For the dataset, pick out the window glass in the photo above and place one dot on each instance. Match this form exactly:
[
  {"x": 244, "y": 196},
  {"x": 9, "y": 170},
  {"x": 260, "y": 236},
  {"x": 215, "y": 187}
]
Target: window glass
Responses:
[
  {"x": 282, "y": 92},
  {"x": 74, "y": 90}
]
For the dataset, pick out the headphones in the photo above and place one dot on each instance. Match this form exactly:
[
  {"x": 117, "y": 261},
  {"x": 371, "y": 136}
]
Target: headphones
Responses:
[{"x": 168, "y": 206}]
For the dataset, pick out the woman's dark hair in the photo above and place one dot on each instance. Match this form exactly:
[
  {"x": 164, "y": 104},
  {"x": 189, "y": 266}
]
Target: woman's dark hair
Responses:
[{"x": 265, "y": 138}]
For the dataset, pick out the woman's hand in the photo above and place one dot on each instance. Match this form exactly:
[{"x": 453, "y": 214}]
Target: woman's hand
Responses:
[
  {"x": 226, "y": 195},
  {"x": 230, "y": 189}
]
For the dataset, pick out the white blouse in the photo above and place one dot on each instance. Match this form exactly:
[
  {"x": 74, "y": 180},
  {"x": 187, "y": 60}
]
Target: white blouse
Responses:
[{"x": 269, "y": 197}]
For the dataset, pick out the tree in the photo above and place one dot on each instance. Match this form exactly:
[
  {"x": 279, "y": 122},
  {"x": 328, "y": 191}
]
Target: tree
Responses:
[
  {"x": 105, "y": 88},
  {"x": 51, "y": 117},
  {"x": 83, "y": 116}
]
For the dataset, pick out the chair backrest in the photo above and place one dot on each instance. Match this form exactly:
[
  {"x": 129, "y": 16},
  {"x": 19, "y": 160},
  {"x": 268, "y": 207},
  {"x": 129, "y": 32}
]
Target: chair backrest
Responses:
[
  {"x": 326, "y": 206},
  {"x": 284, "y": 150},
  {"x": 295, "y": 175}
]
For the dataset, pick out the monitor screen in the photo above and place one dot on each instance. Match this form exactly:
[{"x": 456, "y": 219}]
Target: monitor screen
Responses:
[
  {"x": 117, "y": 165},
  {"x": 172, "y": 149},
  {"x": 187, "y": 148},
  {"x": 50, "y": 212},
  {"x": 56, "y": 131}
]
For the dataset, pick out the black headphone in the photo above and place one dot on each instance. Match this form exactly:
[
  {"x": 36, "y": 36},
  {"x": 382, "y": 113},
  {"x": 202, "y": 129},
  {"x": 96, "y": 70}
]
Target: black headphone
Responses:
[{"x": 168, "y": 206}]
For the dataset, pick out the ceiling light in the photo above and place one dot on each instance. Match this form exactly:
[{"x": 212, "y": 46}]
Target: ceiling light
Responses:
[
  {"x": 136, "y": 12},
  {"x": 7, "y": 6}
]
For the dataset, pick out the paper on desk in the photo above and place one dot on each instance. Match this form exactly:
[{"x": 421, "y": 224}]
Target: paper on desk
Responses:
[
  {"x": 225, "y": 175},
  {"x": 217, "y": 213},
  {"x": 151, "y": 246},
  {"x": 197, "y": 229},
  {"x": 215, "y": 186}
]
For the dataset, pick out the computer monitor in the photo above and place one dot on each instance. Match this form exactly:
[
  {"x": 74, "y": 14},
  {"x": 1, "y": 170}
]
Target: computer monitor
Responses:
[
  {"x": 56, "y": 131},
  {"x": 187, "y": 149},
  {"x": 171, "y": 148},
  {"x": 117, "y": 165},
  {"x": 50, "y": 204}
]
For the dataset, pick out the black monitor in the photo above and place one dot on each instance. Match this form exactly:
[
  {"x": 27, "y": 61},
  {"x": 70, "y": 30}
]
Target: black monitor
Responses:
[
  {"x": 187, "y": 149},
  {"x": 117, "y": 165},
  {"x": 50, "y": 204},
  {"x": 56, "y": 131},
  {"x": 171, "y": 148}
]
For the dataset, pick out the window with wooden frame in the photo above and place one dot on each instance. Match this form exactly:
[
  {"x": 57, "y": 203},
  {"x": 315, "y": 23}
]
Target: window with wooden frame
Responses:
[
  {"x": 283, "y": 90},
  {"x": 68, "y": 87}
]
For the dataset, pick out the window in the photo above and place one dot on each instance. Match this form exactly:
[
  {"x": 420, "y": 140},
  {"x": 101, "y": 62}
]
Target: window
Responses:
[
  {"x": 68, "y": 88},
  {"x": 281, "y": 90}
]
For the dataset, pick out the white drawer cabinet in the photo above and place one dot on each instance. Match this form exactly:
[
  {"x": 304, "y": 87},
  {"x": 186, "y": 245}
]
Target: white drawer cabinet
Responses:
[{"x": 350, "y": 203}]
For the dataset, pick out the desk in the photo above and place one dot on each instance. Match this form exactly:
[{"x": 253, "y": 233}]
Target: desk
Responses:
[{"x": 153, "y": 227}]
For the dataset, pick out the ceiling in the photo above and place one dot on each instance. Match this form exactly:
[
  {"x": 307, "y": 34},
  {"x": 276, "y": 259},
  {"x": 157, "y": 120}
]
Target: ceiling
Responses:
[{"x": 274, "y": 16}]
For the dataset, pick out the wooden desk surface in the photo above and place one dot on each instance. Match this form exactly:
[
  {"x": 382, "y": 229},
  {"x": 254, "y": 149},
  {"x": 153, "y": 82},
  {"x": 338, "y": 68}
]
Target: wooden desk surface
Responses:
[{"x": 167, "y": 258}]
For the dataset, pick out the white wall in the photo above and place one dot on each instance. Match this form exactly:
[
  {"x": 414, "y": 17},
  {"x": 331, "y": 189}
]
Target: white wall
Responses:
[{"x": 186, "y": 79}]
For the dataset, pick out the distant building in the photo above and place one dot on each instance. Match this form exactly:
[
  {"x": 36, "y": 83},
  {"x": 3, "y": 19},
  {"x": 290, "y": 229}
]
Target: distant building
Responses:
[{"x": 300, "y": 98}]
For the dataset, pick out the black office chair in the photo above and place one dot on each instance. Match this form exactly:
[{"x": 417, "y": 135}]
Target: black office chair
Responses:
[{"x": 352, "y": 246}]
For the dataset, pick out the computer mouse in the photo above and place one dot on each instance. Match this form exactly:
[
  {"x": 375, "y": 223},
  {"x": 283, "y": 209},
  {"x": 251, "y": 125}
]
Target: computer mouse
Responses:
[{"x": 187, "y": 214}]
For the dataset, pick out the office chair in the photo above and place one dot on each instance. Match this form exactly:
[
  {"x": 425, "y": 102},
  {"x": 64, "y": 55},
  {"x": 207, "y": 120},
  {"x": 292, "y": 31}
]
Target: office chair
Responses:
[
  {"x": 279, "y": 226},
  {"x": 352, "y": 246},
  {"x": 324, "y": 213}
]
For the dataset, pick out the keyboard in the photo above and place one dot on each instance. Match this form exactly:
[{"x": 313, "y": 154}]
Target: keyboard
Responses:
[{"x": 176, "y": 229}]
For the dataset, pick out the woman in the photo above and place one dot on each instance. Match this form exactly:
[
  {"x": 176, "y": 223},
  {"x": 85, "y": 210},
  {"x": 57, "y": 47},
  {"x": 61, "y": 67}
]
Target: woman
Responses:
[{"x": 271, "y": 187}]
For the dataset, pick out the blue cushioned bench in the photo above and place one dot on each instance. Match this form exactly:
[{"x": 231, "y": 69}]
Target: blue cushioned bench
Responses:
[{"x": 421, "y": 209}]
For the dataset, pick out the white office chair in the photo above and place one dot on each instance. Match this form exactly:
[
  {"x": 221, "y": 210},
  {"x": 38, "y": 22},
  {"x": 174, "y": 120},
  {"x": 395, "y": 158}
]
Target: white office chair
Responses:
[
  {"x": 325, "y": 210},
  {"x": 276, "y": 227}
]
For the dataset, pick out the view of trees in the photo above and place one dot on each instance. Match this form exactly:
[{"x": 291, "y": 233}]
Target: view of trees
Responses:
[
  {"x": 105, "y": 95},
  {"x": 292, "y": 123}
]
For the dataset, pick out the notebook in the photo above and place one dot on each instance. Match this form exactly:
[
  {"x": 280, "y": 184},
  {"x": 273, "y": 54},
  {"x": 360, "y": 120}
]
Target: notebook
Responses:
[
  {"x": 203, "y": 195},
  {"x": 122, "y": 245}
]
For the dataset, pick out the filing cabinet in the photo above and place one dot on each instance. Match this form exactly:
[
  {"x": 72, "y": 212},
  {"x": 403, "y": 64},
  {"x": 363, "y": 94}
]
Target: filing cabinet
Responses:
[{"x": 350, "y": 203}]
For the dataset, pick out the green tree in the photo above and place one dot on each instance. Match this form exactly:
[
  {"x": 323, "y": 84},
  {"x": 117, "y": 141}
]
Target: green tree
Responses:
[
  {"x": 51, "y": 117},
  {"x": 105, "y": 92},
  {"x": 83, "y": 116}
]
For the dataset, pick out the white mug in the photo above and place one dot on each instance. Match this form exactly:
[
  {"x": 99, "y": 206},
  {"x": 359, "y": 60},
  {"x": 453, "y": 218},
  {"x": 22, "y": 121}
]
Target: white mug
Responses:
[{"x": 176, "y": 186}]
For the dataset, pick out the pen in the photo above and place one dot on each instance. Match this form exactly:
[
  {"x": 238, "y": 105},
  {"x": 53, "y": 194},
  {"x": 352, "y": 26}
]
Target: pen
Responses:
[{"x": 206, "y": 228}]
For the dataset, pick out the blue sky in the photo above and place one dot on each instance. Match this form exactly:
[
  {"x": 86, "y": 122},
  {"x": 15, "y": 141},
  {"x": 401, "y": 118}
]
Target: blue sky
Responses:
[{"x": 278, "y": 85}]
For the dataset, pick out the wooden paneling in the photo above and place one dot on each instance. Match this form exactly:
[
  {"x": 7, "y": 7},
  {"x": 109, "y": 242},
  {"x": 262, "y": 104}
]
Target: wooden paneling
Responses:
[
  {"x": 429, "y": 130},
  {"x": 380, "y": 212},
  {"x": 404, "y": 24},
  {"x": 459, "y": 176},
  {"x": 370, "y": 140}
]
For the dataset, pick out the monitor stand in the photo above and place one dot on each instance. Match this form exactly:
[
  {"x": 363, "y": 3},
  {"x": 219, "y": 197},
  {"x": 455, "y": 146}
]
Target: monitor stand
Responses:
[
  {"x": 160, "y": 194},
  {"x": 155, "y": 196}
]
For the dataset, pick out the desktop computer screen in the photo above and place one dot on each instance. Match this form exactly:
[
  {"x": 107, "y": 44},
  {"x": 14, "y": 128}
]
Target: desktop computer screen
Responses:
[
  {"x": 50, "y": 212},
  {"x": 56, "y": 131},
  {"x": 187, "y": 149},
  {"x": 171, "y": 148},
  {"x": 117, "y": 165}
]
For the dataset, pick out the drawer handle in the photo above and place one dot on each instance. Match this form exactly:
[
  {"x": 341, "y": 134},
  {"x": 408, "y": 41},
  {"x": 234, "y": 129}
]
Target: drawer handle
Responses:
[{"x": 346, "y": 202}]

=======

• **Goal**: Find the line with "For the dataset, pick out the desktop" in the listing above, then write out that line and each remaining line exactly, with no other text.

• **Expected output**:
For the dataset, pick out the desktop computer screen in the photo above and place one dot on each instance. Match this form exactly:
[
  {"x": 107, "y": 44},
  {"x": 14, "y": 128}
]
Target: desktop computer screen
Responses:
[
  {"x": 50, "y": 212},
  {"x": 56, "y": 131},
  {"x": 187, "y": 149},
  {"x": 171, "y": 148},
  {"x": 117, "y": 165}
]
For the dataset, pick out the drawer handle in the photo above and place one dot on each instance. Match this form exactly:
[
  {"x": 341, "y": 134},
  {"x": 408, "y": 41},
  {"x": 234, "y": 129}
]
Target: drawer handle
Responses:
[{"x": 346, "y": 202}]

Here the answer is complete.